- [Problem details] Your response should match the records line for line.

(Data entries)

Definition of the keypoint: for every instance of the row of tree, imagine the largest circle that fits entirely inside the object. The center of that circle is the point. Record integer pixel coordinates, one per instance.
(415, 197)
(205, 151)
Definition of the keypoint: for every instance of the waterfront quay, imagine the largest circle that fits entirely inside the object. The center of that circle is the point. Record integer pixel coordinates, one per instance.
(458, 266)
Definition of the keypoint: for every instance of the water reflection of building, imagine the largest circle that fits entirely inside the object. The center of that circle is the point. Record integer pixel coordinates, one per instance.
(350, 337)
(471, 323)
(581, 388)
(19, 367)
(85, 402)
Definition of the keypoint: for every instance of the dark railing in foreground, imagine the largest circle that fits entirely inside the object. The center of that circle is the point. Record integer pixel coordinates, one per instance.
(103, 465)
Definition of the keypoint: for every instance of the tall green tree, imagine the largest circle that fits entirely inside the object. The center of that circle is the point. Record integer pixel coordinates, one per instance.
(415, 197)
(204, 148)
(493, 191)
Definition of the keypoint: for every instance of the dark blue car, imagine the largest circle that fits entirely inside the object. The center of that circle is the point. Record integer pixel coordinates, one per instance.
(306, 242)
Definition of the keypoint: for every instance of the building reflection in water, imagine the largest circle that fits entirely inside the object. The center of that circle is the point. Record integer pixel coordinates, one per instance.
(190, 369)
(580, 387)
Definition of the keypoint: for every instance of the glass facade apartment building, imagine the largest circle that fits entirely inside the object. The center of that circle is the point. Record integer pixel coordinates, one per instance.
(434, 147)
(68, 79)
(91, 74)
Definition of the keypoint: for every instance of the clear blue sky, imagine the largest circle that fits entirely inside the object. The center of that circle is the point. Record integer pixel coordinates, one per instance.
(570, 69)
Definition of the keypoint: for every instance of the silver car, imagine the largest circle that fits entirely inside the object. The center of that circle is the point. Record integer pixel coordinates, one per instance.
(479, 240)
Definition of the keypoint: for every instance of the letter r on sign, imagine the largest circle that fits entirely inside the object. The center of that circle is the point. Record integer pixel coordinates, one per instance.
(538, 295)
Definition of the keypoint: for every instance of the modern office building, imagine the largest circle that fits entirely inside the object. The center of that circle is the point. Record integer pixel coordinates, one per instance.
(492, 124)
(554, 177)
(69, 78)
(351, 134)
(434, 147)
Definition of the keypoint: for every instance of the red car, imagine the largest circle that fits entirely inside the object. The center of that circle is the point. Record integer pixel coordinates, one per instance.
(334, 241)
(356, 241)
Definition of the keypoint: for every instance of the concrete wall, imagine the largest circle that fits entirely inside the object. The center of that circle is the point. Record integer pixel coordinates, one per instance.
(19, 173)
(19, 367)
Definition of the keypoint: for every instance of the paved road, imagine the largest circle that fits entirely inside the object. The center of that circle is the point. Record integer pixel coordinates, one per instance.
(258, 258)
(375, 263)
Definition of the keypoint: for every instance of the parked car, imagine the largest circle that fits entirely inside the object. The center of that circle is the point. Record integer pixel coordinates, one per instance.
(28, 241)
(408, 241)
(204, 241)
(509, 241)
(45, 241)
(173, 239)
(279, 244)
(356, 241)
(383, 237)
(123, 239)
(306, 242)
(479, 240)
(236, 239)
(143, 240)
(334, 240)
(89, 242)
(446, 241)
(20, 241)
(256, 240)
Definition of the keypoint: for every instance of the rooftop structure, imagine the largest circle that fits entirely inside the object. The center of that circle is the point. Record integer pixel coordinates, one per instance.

- [Answer box]
Definition of the keypoint: for every instance of the row of tree, imagine the largest circle that fits entirely inside the object. The center of that circle is the point. Record integer pixel coordinates, one per instance.
(415, 197)
(205, 151)
Definition of the keypoint: for every instance of the waterfront quay, imagine the largest circle that fits entirely inside the object. The center of that circle is the point. Record integer pixel coordinates, one per instance.
(458, 266)
Definition of the keypoint: for every instance of the water reflection of building, imagine the largest circle that fits entirely inside the object. The center of that circle is the point. Record integer pixel coordinates, one per instance.
(350, 337)
(471, 323)
(581, 388)
(19, 367)
(85, 402)
Definition of the keypoint: for every instance of the dark railing in foreground, imagine the largest circle that fits entirely inside the object. The center of that circle is the point. Record integer pixel coordinates, one per instance.
(103, 465)
Definition of the keypoint: for every instance of the tall green tree, imagine the largest circle that fits entirely inside the object. The center of that circle is the point. Record integer pixel coordinates, one per instance.
(415, 197)
(204, 148)
(493, 191)
Definition of the keypoint: for every instance of the dark blue car, imagine the largest circle that fits entirely inside the object. The center of that circle is the point. Record integer pixel coordinates, one per instance.
(306, 242)
Definition of the keypoint: for every instance of the building reflection in water, imagine the largest circle that fits entirely inside the object. The center of that circle is the point. Record integer pixel coordinates, one per instance.
(190, 369)
(580, 387)
Definition of the keypoint: for every instance of the glass facade apartment building, imagine the largest circle that fits entirely inside the object. The center of that circle is the point. Record integer pixel coordinates, one per instance.
(434, 147)
(68, 79)
(91, 74)
Definition of the keypoint: for every instance of the clear blue sky, imagine the largest circle that fits entirely inside the object. The center of that circle is the point. Record integer pixel coordinates, one per instance.
(570, 69)
Definition of the keypoint: for every instance of the silver car, imagine the largest circle that fits entirely inside the object. The center of that circle is the point. Record integer pixel coordinates, one per instance.
(479, 240)
Definition of the keypoint: for every instance of the letter r on sign, imagine the largest circle that fits entirely inside the object. The center of that circle is the point. Record integer pixel coordinates, one per instance.
(538, 295)
Definition of the keypoint: for every instance of the modern office building, imagine the largest circle that fits entirely inside the object. The center of that circle is the point. Record integer pixel coordinates, one per instance.
(492, 124)
(554, 177)
(69, 78)
(351, 134)
(434, 147)
Definition of the keypoint: for every instance of the red car, imagine the largest circle that fits entirely inside the object. The center of that circle is the point. Record integer pixel coordinates, one per instance.
(334, 241)
(356, 241)
Definition of the keypoint: for every instance of the concrete wall, imagine the largest circle that fits entirely inside the object. The center of that circle is the point. Record integer pixel coordinates, one per instance.
(19, 173)
(19, 367)
Definition of the keypoint: for every instance of the paved road, imagine the largest circle that fits entirely inside the object. The center of that circle is the point. Record integer pixel coordinates, one per instance.
(258, 258)
(375, 263)
Definition of the keypoint: for every instance of the parked car, imagine the largest circle that fits entirely inside the object. The center of that circle is the point. Record integer pixel coordinates, one per instance.
(28, 241)
(408, 241)
(204, 241)
(509, 241)
(45, 241)
(173, 239)
(279, 244)
(356, 241)
(383, 237)
(123, 239)
(306, 242)
(479, 240)
(236, 239)
(143, 240)
(334, 240)
(89, 242)
(446, 241)
(20, 241)
(256, 240)
Definition of the keypoint: for every instance of the rooftop structure, imagine the largest circle that fits entirely inside the object. The center of that circle is the point. Record integer pixel coordinates, one per instance.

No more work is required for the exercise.